• _提示された文章_:
####################

このコーナーは毎回課題のワインに合わせたお料理を実際に作ってレポートするコラムです。
コラムの性質上下記について、ご容赦いただいております。
■失敗してもやり直しできませんので、その時は何がダメだったのか考察する回とさせて下さい。
■うちの子に乳製品アレルギーがあるため、チーズやクリーム、ミルクなど乳製品は不使用です。
さて、今回のお題は『カステルイン・ヴィッラ キャンティ・クラシコ』です。
色調はガーネット。やや明るめのエッジが熟成を感じさせます。
香りは熟したチェリー、アニスなどの茶系スパイスやドライフラワー、鉄分、柔らかい土を思わせます。
口に含むと、果実の甘やかさに続き、酸味を豊かに感じました。
タンニンはしっかりとありますが、目が細かくシルキーです。
ミドルからじわりと舌に広がる出汁のような旨味。
アフターにほんのりと残る苦味が、味わいに奥行きを感じさせます。
果実味も十分に感じられつつ程よく熟成感があり、味わい深く、飲み頃の赤ワインだと思います。
美味しいな、とまじまじボトルを眺めてしまいました!

####################

• _エントリー一覧_:
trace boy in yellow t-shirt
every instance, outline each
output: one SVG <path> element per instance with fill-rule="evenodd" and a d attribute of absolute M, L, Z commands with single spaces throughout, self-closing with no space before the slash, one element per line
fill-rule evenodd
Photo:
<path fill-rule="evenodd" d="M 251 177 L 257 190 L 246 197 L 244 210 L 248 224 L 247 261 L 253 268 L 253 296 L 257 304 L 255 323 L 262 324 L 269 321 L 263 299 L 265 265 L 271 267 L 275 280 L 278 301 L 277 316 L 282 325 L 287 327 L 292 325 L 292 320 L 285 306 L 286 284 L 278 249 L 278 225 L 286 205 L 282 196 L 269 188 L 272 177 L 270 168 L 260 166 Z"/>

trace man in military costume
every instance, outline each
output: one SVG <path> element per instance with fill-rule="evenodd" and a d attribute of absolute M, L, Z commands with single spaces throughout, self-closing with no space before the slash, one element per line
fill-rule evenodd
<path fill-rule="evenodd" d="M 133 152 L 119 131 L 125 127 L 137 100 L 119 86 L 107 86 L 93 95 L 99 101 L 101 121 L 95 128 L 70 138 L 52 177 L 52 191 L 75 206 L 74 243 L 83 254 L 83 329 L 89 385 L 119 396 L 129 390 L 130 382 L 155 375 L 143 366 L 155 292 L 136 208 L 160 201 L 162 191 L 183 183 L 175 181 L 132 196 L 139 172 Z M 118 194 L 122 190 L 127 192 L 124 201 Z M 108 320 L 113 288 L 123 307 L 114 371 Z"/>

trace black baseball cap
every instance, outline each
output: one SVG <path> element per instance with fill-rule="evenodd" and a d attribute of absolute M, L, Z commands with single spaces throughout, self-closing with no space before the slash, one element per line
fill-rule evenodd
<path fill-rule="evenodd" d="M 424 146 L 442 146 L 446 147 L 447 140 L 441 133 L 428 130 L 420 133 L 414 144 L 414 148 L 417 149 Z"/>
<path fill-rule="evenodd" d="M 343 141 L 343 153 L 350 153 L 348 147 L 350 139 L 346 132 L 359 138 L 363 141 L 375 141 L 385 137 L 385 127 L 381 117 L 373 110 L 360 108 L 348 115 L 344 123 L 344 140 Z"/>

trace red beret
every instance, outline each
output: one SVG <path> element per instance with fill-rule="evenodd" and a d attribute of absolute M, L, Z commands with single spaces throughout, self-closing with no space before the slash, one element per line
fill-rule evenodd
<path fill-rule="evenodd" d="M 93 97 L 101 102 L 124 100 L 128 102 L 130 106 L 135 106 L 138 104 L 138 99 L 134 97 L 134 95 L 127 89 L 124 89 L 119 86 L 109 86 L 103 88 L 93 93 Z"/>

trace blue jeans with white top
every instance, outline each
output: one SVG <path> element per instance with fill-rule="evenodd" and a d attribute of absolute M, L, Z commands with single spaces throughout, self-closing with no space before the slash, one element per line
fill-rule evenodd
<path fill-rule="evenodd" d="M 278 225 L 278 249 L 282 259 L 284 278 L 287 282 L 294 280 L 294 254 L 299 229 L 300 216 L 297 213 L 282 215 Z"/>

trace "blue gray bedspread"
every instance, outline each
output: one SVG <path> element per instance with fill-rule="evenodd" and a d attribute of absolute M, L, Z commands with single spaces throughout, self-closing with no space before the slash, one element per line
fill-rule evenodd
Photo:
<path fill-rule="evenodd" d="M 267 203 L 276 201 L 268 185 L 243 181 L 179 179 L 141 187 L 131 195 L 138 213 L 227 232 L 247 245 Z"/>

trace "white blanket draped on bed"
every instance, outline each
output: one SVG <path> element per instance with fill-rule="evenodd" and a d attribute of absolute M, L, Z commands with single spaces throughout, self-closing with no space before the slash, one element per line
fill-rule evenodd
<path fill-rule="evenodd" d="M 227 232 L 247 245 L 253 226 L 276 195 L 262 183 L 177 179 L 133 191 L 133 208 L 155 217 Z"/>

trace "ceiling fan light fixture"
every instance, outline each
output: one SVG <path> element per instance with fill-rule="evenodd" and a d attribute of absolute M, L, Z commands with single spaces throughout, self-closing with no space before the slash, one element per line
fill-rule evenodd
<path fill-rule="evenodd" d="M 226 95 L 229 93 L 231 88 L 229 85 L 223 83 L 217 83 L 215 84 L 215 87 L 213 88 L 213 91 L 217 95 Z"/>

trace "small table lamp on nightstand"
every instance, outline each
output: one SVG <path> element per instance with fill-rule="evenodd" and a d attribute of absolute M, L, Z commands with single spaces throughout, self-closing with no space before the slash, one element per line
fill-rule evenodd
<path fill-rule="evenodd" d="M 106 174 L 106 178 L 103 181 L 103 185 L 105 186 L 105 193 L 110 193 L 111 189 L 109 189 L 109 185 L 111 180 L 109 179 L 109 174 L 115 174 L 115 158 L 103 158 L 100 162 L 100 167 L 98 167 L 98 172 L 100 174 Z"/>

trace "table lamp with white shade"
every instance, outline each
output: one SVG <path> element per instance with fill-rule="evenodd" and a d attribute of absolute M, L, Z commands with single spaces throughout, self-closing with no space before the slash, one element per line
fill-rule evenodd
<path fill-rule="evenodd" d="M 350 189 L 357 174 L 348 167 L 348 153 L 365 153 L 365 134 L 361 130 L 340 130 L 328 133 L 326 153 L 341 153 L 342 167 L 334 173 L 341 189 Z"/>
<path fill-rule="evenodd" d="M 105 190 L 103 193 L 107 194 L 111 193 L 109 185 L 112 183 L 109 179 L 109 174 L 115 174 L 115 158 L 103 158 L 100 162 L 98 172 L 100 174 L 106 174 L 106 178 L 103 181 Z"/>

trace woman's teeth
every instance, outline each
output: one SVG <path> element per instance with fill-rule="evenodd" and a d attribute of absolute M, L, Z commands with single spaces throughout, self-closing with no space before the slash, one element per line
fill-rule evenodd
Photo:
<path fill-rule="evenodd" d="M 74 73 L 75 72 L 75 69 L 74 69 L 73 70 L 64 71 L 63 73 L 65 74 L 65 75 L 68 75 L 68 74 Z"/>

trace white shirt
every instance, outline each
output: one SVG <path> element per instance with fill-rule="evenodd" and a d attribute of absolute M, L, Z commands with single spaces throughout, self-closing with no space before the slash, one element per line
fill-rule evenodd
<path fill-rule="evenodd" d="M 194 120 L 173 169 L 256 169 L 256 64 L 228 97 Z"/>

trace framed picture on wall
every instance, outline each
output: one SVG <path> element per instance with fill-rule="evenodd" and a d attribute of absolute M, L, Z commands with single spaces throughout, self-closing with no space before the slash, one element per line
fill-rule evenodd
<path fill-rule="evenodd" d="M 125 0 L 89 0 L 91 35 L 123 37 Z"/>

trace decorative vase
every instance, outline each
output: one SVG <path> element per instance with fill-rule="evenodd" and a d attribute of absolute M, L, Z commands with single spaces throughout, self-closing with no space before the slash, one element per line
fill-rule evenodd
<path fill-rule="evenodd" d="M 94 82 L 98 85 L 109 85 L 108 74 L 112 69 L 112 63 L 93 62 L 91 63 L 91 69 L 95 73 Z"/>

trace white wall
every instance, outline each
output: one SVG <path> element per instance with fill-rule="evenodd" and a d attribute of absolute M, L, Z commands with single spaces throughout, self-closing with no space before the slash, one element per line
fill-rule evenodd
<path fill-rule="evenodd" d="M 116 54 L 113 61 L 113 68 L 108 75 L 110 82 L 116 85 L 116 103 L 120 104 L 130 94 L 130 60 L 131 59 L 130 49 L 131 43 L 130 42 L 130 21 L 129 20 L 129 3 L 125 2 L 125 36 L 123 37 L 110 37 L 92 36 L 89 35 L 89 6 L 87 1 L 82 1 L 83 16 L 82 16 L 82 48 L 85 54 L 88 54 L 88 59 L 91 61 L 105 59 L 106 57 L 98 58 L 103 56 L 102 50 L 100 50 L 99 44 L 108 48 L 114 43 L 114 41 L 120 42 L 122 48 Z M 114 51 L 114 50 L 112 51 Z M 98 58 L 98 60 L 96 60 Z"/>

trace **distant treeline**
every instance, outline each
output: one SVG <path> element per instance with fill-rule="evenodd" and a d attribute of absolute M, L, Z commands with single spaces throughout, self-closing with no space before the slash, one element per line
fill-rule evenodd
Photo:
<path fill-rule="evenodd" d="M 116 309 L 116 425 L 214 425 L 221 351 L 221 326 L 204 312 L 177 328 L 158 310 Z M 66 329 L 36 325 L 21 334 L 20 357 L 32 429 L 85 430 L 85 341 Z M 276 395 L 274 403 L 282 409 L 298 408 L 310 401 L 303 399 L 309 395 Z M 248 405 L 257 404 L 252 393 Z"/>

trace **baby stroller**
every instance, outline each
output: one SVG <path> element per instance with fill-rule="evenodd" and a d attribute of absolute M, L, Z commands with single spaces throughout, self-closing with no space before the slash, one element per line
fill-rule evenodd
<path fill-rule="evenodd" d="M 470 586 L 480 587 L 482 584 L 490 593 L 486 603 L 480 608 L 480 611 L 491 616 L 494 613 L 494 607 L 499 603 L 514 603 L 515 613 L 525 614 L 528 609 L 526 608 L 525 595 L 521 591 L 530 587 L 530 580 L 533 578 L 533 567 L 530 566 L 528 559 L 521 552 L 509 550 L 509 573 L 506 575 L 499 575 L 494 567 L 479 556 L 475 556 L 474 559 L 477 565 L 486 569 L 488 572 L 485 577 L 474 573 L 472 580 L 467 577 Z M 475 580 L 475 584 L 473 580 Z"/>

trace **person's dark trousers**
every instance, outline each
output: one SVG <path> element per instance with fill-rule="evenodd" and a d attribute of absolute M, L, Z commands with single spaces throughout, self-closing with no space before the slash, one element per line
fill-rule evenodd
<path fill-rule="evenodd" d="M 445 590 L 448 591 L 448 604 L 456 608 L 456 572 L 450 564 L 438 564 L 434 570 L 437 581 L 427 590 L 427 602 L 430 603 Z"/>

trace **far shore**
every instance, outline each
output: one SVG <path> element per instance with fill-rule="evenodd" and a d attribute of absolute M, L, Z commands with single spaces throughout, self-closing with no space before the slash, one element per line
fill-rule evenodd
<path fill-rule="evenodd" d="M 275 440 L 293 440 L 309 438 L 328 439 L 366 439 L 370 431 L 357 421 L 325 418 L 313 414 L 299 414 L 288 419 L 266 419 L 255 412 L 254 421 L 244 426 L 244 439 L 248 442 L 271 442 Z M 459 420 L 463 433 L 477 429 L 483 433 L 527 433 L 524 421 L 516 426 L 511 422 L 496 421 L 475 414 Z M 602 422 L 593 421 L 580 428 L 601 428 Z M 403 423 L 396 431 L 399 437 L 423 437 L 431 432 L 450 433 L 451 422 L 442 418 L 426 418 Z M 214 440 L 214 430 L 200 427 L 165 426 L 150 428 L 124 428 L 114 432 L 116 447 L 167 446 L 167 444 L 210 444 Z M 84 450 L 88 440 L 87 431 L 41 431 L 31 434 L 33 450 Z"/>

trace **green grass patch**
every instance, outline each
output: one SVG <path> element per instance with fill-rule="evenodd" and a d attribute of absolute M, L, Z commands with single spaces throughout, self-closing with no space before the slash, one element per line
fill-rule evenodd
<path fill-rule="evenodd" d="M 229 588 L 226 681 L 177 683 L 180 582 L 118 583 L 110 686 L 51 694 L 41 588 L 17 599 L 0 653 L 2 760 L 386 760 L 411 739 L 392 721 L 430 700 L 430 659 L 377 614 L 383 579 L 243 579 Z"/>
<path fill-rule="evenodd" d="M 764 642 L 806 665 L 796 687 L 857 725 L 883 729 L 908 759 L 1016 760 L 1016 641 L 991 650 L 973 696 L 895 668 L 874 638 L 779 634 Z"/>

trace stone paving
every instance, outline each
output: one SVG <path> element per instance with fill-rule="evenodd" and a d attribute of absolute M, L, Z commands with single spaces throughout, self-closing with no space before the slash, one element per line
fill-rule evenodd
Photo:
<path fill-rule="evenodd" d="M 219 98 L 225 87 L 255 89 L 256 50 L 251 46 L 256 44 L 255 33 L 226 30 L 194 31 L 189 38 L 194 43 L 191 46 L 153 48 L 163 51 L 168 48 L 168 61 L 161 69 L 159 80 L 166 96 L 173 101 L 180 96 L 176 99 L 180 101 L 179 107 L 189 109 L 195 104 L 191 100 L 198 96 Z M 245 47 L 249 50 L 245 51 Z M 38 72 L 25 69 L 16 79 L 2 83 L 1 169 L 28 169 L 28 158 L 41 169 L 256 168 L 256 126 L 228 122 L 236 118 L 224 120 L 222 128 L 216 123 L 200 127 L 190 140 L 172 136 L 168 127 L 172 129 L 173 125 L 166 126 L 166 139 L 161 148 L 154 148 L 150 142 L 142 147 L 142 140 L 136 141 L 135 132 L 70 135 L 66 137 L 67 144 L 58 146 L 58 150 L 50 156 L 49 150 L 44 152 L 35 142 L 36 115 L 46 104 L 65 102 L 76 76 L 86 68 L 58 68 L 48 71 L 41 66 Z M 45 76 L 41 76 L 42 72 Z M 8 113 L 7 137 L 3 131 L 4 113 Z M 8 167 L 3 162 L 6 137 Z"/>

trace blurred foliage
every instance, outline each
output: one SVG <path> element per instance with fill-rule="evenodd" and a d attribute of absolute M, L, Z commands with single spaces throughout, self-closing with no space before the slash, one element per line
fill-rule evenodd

####################

• _実施する作業_:
1 – 上のワインのコラムについて、次の(a)〜(c)が本文と合っているかを「はい」か「いいえ」で答え、判断の決め手となる本文の言葉を一字も変えずに引用せよ。
(a) 今回のワインの色調はガーネットである。
(b) 筆者の子どもには小麦アレルギーがある。
(c) このワインのタンニンは目が粗い。
2 – 上のワインのコラムの「タンニンはしっかりとありますが、目が細かくシルキーです。」から「美味しいな、とまじまじボトルを眺めてしまいました!」までを、一字も変えずに書き写せ。
3 – 上のワインのコラムで、今回のお題になったワインは何か。

• _作業の解答_:
1 –
(a) はい。「色調はガーネット。」
(b) いいえ。「うちの子に乳製品アレルギーがあるため」
(c) いいえ。「目が細かくシルキーです」

2 –
タンニンはしっかりとありますが、目が細かくシルキーです。
ミドルからじわりと舌に広がる出汁のような旨味。
アフターにほんのりと残る苦味が、味わいに奥行きを感じさせます。
果実味も十分に感じられつつ程よく熟成感があり、味わい深く、飲み頃の赤ワインだと思います。
美味しいな、とまじまじボトルを眺めてしまいました!

3 – 『カステルイン・ヴィッラ キャンティ・クラシコ』